WHAT TO DO |
1) Decide whether each statement agrees with the article on building a conversation eval set. Answer yes or no for each, and quote the words from the article that decide it.
(a) The first eval set was built by sampling pilot interactions uniformly.
(b) De-identification happens before viewing rather than before storage.
(c) Consent to operate the device is taken to also cover eval use.
2) Using the article on building a conversation eval set, answer these questions.
(a) What share of the first eval set was Companion handling easy, happy-path turns?
(b) What does Companion store instead of recordings?
(c) What score could a model that got worse at the conversations that matter still reach?
3) Carry the article on building a conversation eval set forward from its last paragraph, as more of the same piece.

QUOTED PASSAGE |
[Start of section]

A good eval set is mostly the conversations you wish hadn't happened.
Building a labeled conversation eval set from pilot data — consent, de-identification, and the uncomfortable truth that the cases worth grading are the rare, hard ones you have to go hunting for.
Our first conversation eval set was useless, and it was useless because it was representative. We sampled pilot interactions uniformly, which meant 80% of it was Companion handling easy, happy-path turns perfectly. A model that got worse at the 5% of conversations that actually matter — the confused resident, the medical word, the call for help buried in small talk — could still score 96%. The average drowned out the cases we built the device to handle.
Consent and de-identification come first, not last
Before a single conversation enters the set, it has to be legitimate to use. Companion stores events, not recordings, but a conversation transcript is still about a real person in a clinical setting. Our pipeline strips it down to what an eval actually needs and nothing more.
- Consent scope is checked per facility. Eval use is a distinct purpose from operating the device, and we don't assume one covers the other.
- De-identification runs before storage, not before viewing. Names, room numbers, dates, family names, and named conditions are replaced with stable tokens like
[RESIDENT],[ROOM],[FAMILY_1]so coreference still works for graders. - The clinical content survives, the identity doesn't. 'Has [FAMILY_1] called about [DATE]?' is gradeable. 'Has Diane called about Thursday?' is a privacy incident.
This is harder than redaction in a document because turn-taking carries identity sideways — a resident answers a question that named them, and now the answer is identifying. We de-identify the conversation as a unit, with the same token map across all turns, or the references break and the transcript stops making sense to a grader.

[End of section]

SUPPLIED RECORDS |
[Start of section]

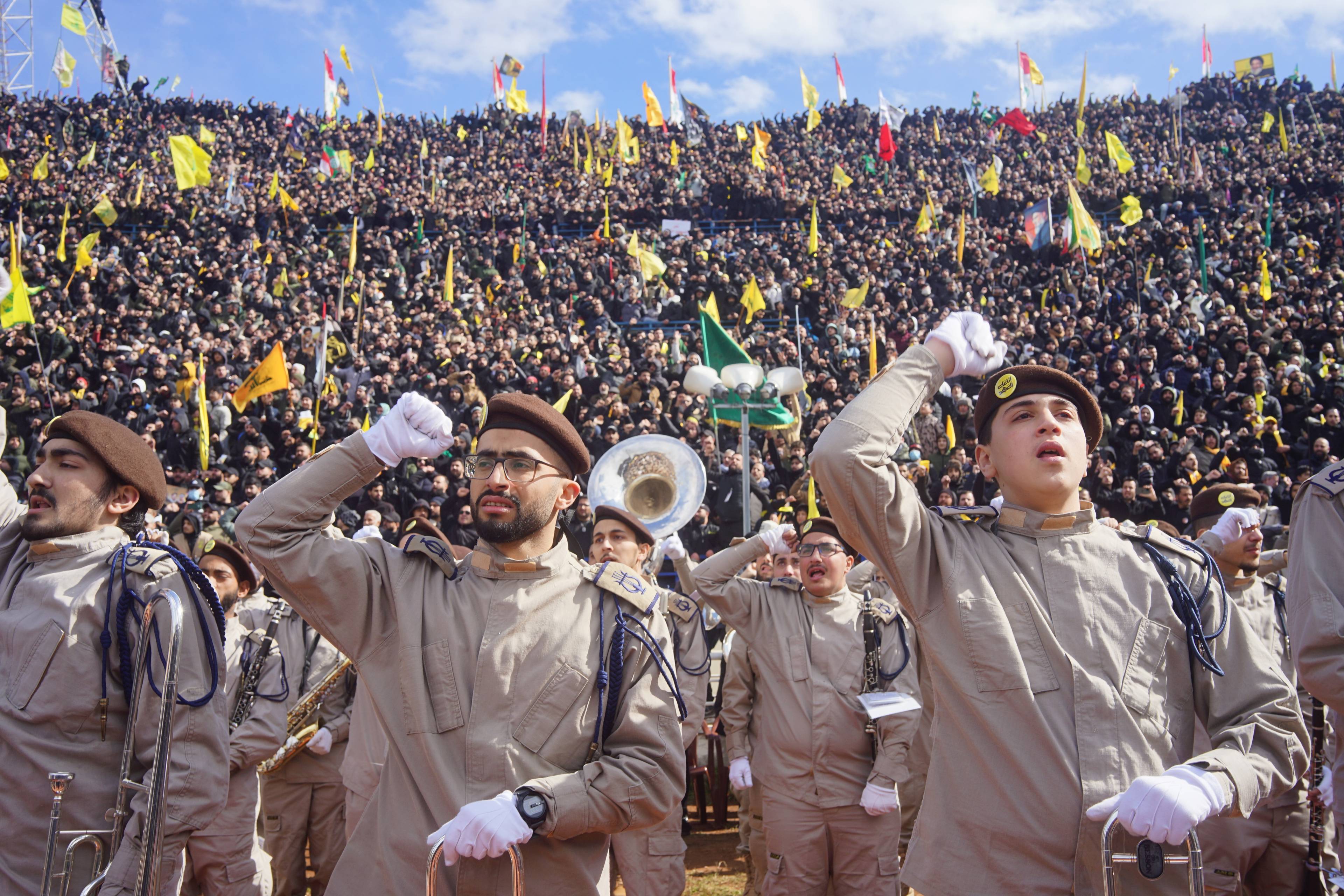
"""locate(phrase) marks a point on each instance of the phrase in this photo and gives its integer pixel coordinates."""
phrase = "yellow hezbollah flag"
(1119, 154)
(268, 377)
(15, 307)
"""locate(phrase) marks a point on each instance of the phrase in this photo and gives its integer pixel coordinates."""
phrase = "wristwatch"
(531, 806)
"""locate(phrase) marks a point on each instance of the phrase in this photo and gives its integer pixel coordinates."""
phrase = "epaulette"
(435, 550)
(147, 561)
(624, 582)
(966, 515)
(1159, 539)
(1331, 479)
(680, 606)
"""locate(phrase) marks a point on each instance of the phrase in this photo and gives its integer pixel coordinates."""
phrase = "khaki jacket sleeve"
(342, 588)
(264, 733)
(198, 766)
(885, 518)
(640, 776)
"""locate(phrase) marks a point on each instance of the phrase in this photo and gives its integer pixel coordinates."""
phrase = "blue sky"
(737, 58)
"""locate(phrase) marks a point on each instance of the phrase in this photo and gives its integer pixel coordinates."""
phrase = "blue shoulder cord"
(194, 578)
(1189, 608)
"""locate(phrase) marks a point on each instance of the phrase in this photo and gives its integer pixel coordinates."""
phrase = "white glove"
(1166, 808)
(672, 547)
(1234, 523)
(414, 428)
(880, 801)
(972, 343)
(740, 773)
(322, 742)
(773, 539)
(486, 828)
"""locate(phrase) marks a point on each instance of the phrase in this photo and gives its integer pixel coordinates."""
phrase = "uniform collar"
(487, 562)
(69, 546)
(1037, 524)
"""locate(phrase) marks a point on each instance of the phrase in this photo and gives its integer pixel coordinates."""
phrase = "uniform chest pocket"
(1004, 647)
(27, 676)
(429, 690)
(539, 724)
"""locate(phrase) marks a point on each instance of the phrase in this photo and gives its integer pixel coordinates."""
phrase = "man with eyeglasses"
(521, 688)
(830, 804)
(652, 860)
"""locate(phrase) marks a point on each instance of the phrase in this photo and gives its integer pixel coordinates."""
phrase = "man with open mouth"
(1072, 662)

[End of section]

ANSWERS BY ITEM NUMBER |
1)
(a) Yes: "We sampled pilot interactions uniformly"
(b) No: "De-identification runs before storage, not before viewing."
(c) No: "we don't assume one covers the other."

2)
(a) 80%
(b) Events
(c) 96%

3)
Sampling for the hard cases on purpose
Once the data is safe to use, we deliberately over-sample the rare and the broken. We don't want a mirror of production traffic; we want a stress test. We pull conversations flagged by low ASR confidence, long silences, barge-ins, repeated utterances (a sign the resident felt unheard), any turn that triggered or should have triggered an escalation, and anything a nurse later corrected. In our pilot set, those categories are under 8% of raw volume but make up over half the eval set by design. The easy turns are present only as a regression floor.
A label schema you can actually agree on
Labels are where eval sets quietly die. 'Was this a good response?' produces inter-rater agreement barely better than a coin flip. We split quality into narrow, separately-labeled dimensions, each with a concrete definition and examples.
{
"turn_id": "c4f1-07",
"asr_correct": true,
"intent": "ask_about_family_visit",
"response_appropriate": true,
"should_escalate": false,
"did_escalate": false,
"interrupted_resident": false,
"notes": "slow speech, 2.1s pause mid-sentence"
}Each field is a separate, near-binary judgment, which is what makes two nurses and two engineers agree. Aggregate scores come later, computed from these fields, so we can always ask which dimension moved instead of watching a single blended number wobble.
The work is unglamorous: consent paperwork, token maps, fights over what 'appropriate' means. But this set is the bedrock every other eval stands on. When it's built from the conversations we wish hadn't happened, a passing score finally means Companion can handle the night a resident in 118 is frightened and not quite making sense — which is the only night that was ever the point.